§ About this task
Every entry must appear in the answer exactly as it does here.

§ Provided information

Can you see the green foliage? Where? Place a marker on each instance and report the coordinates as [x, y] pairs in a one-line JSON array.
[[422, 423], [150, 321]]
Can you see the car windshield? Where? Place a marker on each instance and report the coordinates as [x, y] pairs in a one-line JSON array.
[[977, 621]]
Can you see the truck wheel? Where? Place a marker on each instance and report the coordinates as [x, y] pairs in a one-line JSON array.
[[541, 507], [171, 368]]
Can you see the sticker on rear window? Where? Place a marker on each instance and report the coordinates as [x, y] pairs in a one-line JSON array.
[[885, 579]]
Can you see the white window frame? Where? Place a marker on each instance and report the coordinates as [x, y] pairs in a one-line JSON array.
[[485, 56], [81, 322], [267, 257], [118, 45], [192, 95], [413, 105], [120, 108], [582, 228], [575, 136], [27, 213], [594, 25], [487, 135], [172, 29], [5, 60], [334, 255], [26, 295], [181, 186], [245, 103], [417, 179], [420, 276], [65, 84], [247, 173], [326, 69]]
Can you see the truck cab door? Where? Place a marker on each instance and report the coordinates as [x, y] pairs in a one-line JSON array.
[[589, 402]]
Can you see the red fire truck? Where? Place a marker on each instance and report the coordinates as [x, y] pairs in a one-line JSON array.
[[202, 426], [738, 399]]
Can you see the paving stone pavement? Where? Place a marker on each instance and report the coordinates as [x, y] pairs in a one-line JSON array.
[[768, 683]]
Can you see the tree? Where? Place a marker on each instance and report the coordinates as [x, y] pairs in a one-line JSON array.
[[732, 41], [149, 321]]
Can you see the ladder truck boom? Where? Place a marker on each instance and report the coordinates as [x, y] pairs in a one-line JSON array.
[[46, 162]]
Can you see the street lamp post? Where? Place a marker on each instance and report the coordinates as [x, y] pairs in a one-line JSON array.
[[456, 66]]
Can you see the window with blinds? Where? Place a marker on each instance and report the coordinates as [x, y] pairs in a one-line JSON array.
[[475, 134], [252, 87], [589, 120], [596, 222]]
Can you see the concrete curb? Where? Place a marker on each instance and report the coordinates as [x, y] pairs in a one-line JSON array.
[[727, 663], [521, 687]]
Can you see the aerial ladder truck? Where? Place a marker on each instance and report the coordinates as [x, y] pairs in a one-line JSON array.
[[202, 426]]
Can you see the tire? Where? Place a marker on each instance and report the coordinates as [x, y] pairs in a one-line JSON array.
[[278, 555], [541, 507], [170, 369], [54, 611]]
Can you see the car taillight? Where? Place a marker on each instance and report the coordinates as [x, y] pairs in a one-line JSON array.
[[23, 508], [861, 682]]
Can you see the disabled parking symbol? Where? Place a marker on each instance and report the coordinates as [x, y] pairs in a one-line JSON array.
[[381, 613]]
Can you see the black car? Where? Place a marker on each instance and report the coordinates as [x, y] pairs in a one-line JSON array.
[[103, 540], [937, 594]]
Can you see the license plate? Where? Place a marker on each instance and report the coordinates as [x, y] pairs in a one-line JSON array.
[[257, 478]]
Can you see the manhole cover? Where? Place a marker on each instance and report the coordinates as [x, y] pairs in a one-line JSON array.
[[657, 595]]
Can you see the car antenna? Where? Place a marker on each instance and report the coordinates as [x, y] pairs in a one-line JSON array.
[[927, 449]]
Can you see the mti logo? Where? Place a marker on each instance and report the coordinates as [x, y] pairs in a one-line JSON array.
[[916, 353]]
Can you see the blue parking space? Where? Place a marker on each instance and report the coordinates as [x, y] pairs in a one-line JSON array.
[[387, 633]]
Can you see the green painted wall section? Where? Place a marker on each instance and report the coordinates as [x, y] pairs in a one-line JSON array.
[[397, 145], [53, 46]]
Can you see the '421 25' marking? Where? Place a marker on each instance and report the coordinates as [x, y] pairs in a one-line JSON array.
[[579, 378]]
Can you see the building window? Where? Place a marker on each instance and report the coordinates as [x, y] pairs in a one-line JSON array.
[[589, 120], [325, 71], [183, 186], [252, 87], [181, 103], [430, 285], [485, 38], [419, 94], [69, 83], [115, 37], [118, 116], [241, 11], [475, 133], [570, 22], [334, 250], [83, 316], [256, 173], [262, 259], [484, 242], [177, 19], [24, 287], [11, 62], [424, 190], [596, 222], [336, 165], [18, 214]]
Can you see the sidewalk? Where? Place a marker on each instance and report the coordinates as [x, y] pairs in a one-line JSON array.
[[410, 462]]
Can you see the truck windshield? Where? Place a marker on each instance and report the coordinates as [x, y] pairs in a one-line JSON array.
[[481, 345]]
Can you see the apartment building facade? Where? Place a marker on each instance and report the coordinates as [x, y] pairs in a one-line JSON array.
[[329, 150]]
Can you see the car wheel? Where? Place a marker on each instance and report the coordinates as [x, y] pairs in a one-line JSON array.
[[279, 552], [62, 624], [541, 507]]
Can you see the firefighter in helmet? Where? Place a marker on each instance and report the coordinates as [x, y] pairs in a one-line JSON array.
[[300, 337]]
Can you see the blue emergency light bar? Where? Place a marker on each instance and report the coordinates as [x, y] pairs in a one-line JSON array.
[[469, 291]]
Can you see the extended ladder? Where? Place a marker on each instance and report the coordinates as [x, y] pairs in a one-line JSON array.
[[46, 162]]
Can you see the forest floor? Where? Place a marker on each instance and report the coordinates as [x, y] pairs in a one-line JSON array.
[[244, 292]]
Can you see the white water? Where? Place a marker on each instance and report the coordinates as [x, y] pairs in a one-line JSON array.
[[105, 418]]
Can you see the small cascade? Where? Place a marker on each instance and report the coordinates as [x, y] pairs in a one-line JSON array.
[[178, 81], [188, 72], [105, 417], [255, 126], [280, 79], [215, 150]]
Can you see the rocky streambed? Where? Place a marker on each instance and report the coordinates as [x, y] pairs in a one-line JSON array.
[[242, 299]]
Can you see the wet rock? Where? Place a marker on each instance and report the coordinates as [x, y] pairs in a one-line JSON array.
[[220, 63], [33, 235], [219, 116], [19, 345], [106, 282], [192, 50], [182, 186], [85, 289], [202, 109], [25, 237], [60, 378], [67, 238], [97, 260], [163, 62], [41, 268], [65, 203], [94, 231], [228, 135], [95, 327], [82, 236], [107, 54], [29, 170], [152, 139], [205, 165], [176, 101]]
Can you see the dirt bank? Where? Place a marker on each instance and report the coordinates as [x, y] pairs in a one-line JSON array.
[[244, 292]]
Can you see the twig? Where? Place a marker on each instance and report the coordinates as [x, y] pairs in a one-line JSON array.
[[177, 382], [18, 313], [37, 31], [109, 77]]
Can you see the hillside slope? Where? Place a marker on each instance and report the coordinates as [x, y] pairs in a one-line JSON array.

§ Written solution
Can you see the green foliage? Where? Place a marker on each instance and report the coordinates as [x, y] pairs in a one-line JSON array.
[[422, 423], [150, 321]]
Can you see the car windshield? Where? Place a marker on each instance and report the coordinates as [x, y] pairs in a one-line JSON array.
[[977, 621]]
Can you see the truck wheel? Where? Place a marker on each instance and report the coordinates as [x, y] pairs in a one-line JSON array.
[[541, 507], [171, 368]]
Can you see the sticker on rear window? Where? Place a marker on each instance and report the coordinates as [x, y] pairs in a one-line JSON array.
[[885, 579]]
Can you see the white window frame? Where? Place a marker on each instance and report the coordinates as [x, y] pairs in a one-line JSON array.
[[485, 56], [81, 322], [267, 257], [118, 45], [192, 95], [413, 105], [120, 108], [582, 228], [575, 136], [27, 213], [594, 25], [487, 135], [172, 29], [5, 60], [334, 255], [26, 295], [181, 186], [245, 103], [417, 179], [420, 276], [65, 84], [247, 173], [326, 69]]
Can you see the truck cab door? Where? Place a marker on each instance and report the coordinates as [x, y] pairs in a one-line JSON array.
[[589, 402]]
Can you see the red fire truck? Where? Place a marker on each instance and report the coordinates as [x, y] pairs in a one-line JSON array.
[[202, 426], [738, 399]]
Can you see the paving stone pavement? Where? Place a marker on each instance and report the coordinates as [x, y] pairs in a one-line JSON array.
[[768, 683]]
Can you see the tree? Where? Place a marker on each instance and report the coordinates as [x, y] pairs in a one-line JSON array.
[[732, 41], [149, 321]]
Can you see the ladder truck boom? Where? Place a marker on each instance and report the coordinates as [x, y] pairs in a one-line JSON array.
[[46, 162]]
Can you see the street lamp post? Where? Place a marker on each instance and report the coordinates as [x, y] pairs in a one-line JSON array.
[[456, 66]]
Can you see the window with blinds? Where? Place a marker on each instance and report the coordinates as [x, y] pairs in a one-line JSON array.
[[475, 134], [252, 87], [589, 120], [596, 222]]
Can you see the concrete curb? Where? Place a marker on each instance and report the coordinates as [x, y] pairs in a one-line JSON array.
[[727, 663], [521, 687]]
Can you see the aerial ladder truck? Where? Place a marker on each instance and report the coordinates as [x, y] pairs in a one-line JSON array.
[[202, 426]]
Can you see the tire? Where? Place a marker on each instance and report the coordinates as [x, y] pairs in a one-line JSON array.
[[278, 555], [541, 507], [170, 369], [54, 611]]
Can you see the car taillight? Where? Place a marker on each instance and report the coordinates as [x, y] pairs in a one-line JSON array.
[[23, 508], [861, 682]]
Can you see the disabled parking symbol? Where? Place a marker on each instance and report the coordinates as [x, y] pairs in a one-line JSON array.
[[381, 613]]
Can you see the black car? Where? Place a marker on each instance and report the coordinates as [x, y] pairs in a one-line JSON array.
[[103, 540], [937, 594]]
Can you see the license plate? Where? Place a marker on each instance and report the coordinates as [x, y] pairs in a one-line JSON array.
[[257, 478]]
Can you see the manhole cover? Where? Place a marker on each instance and report the coordinates as [x, y] pairs in a one-line JSON array.
[[657, 595]]
Can you see the car antenna? Where? Place a marker on each instance and report the coordinates as [x, y] pairs in a one-line JSON array.
[[927, 449]]
Can you see the mti logo? Where? Place a marker on each instance and report the coordinates as [x, y] pairs in a one-line JSON array.
[[916, 353]]
Can you see the blue parking space? Where? Place a marker on each instance and report the coordinates as [x, y] pairs in a one-line JSON array.
[[387, 633]]
Can you see the green painted wall section? Where? Place a marker on each instance and report the coordinates as [x, y] pairs in a one-line JSON array.
[[397, 145], [53, 46]]
Can you see the '421 25' marking? Where? Place a marker on each instance and report the coordinates as [x, y] pairs in a one-line JSON array.
[[579, 378]]
Can you see the building window? Where? Place a marker on each instance and report the coordinates as [x, y] pairs in a one-line JSON array.
[[589, 120], [325, 71], [183, 186], [252, 87], [181, 103], [430, 285], [485, 38], [419, 94], [69, 83], [115, 37], [118, 116], [241, 11], [475, 133], [570, 22], [334, 250], [83, 316], [256, 173], [262, 259], [484, 242], [177, 19], [24, 287], [11, 62], [424, 190], [596, 222], [336, 165], [18, 214]]
Can you see the sidewalk? Where? Place a marker on each instance and report the coordinates as [x, y] pairs in a one-line JSON array.
[[410, 462]]
Can you see the truck windshield? Where? Place a marker on each instance and report the coordinates as [x, y] pairs in a one-line JSON array.
[[481, 345]]
Can you see the apartment building facade? Where? Place a marker on each instance and report the coordinates as [x, y] pairs in a one-line JSON array.
[[329, 150]]
Can you see the car wheel? Where? Place a marker on each instance and report the coordinates as [x, y] pairs in a one-line JSON array.
[[279, 552], [62, 624], [541, 507]]
Can you see the firefighter in helmet? Where? Place a marker on each instance and report the coordinates as [x, y] pairs in a one-line JSON array.
[[300, 337]]
Can you see the blue emergency light bar? Where? Place a marker on each instance and report the coordinates as [x, y] pairs in a one-line JSON array.
[[469, 291]]
Can you see the extended ladder? Where? Place a marker on each instance and report the coordinates as [x, y] pairs in a one-line JSON array.
[[46, 162]]
Can you see the forest floor? Where? Place a marker on each instance and report the coordinates as [x, y] pairs in a one-line JSON array.
[[244, 292]]
Can you see the white water? Where? Place a marker on each instance and report the coordinates as [x, y] pairs in a one-line JSON array.
[[105, 418]]
Can you see the small cascade? Where? Place a marker on each instance and report the coordinates as [x, y] pairs in a one-line JSON array.
[[178, 81], [188, 72], [105, 417], [255, 126], [280, 79], [215, 150]]
Can you see the rocky streambed? Where? Place a marker on each instance and report the coordinates as [x, y] pairs in a one-line JSON array.
[[242, 299]]
Can you see the wet rock? Where? Place a marker on each instance and report the coordinates as [x, y] pairs in a one-line JSON array.
[[220, 63], [33, 235], [219, 116], [19, 345], [106, 282], [192, 50], [182, 186], [85, 289], [202, 109], [25, 237], [60, 378], [67, 238], [97, 260], [163, 62], [41, 268], [65, 203], [94, 231], [228, 135], [95, 327], [82, 236], [107, 54], [29, 170], [152, 139], [205, 165], [176, 101]]
Can you see the dirt bank? Where? Place a marker on each instance and report the coordinates as [x, y] pairs in a one-line JSON array.
[[244, 292]]
Can you see the twig? Where? Place a marker on each instance and report the coordinates as [x, y] pairs in a one-line JSON array.
[[177, 382], [18, 313], [37, 31], [109, 77]]
Can you see the hillside slope? Where? Place a marker on each instance and report the coordinates as [x, y] pairs in a one-line JSON array.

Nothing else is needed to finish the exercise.